- _EXERCISE BRIEF_
Can you reproduce only the entries from the line with "Can you tell me where the roof eave" to the line with "[291,126,378,254]", both included, keeping every line but multiplying each bounding-box coordinate by 1.2 and rounding to whole numbers, with halves rounded up?

- _PROVIDED INFORMATION_
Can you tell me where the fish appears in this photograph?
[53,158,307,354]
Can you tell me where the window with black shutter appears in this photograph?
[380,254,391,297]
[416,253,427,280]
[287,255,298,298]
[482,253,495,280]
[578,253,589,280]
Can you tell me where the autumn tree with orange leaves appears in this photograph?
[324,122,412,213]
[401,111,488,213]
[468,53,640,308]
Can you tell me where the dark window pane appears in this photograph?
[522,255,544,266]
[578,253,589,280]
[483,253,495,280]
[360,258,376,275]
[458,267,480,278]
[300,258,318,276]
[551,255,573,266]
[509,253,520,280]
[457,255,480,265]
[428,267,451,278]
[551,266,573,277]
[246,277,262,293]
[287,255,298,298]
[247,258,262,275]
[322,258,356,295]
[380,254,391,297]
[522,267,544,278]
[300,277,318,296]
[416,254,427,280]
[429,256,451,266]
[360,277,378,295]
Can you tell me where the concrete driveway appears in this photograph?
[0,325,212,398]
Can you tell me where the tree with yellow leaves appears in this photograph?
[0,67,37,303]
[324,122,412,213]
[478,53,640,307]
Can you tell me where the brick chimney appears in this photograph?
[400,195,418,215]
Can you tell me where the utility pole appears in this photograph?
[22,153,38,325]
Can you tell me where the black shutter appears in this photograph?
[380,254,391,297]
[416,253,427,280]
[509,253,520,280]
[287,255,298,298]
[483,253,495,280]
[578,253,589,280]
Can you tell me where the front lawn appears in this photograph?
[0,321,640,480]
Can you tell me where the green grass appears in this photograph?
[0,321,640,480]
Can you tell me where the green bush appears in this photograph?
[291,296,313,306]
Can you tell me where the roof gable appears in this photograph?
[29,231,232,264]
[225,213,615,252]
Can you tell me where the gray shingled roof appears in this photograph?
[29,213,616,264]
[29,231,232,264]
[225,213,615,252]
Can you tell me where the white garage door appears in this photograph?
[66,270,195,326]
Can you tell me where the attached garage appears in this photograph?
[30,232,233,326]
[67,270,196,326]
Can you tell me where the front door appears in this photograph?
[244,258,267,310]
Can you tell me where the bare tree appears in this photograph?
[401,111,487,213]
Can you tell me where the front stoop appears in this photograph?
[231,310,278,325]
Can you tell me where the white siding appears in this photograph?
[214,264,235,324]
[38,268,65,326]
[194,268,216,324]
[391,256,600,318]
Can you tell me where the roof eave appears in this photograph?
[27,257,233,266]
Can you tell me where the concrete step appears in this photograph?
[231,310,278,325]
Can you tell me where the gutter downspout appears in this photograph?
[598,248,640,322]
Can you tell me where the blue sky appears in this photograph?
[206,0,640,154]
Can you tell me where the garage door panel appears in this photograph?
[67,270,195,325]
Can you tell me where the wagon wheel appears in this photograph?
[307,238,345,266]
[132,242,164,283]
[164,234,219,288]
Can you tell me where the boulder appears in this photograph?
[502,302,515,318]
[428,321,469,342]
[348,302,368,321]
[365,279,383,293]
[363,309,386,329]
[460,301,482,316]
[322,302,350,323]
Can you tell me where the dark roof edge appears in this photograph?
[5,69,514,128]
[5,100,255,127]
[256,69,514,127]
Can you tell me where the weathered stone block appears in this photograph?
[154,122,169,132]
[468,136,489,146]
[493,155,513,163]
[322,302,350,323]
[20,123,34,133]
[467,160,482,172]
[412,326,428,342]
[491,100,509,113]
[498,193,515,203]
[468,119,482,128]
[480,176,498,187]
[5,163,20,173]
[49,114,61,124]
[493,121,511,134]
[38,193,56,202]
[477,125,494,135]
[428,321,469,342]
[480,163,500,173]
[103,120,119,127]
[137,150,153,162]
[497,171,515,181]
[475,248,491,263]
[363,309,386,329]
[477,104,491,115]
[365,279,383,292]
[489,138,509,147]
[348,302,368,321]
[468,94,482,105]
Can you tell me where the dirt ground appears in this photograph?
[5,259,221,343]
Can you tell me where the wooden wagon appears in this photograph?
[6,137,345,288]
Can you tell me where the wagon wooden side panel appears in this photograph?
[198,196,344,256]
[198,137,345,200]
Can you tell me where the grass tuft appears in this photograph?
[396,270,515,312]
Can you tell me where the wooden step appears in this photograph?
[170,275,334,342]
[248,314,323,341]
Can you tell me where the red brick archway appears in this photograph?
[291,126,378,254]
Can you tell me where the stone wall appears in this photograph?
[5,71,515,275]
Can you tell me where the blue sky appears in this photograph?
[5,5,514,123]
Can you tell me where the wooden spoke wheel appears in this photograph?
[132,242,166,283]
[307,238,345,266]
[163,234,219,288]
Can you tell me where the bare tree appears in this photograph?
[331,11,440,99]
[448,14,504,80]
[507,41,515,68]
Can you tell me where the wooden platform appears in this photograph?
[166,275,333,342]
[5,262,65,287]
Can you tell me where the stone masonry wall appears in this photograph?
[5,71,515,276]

- _COMPLETE OUTPUT_
Can you tell me where the roof eave appears in this photograph?
[32,308,280,319]
Can you tell me where the concrete step appears in this photograph?
[277,372,334,390]
Can you tell me where the gutter downspout appears in this photograph?
[718,298,768,386]
Can you tell me where the blue sky appears in this photograph?
[247,0,768,185]
Can you tell me where the garage door panel appears in this photograph?
[80,324,234,390]
Can you tell me where the wagon wheel appears in this photograph?
[368,286,414,319]
[158,290,197,340]
[197,281,263,346]
Can you tell me where the boulder appears in this photograph?
[602,362,618,382]
[514,385,563,410]
[418,362,442,385]
[438,335,460,352]
[436,371,463,395]
[552,361,578,379]
[386,362,420,388]
Can you tell me where the dark roof edge appears in this photograph?
[6,83,617,154]
[6,120,306,152]
[307,83,617,152]
Can you tell me where the weathered stone block appears in this photograph?
[185,146,203,158]
[562,163,587,175]
[592,186,616,196]
[386,362,420,388]
[24,148,41,160]
[560,192,578,206]
[494,391,514,410]
[589,120,611,136]
[598,232,618,244]
[562,143,578,154]
[576,211,598,224]
[6,196,24,208]
[59,137,73,149]
[592,145,613,161]
[46,232,67,242]
[572,150,593,162]
[514,385,563,410]
[576,196,600,208]
[124,144,143,152]
[164,180,184,194]
[596,205,618,217]
[570,298,589,316]
[436,371,463,395]
[572,125,589,138]
[438,335,460,350]
[587,166,611,176]
[418,362,442,385]
[562,113,578,126]
Can you tell me where the dirt ground appears in this photograph?
[6,311,265,412]
Can you tell me where the wooden wagon appears in this photograph?
[7,164,414,346]
Can you tell me where the wagon wooden side panel appears in this photograph?
[238,235,413,307]
[238,164,414,240]
Can you tell me where the grass tuft appears in this photograph?
[475,324,618,374]
Can you tell me where the wooden step appears in this photograph?
[204,330,401,410]
[298,377,388,409]
Can you tell me where the red brick archway appears in this photograph?
[349,151,454,305]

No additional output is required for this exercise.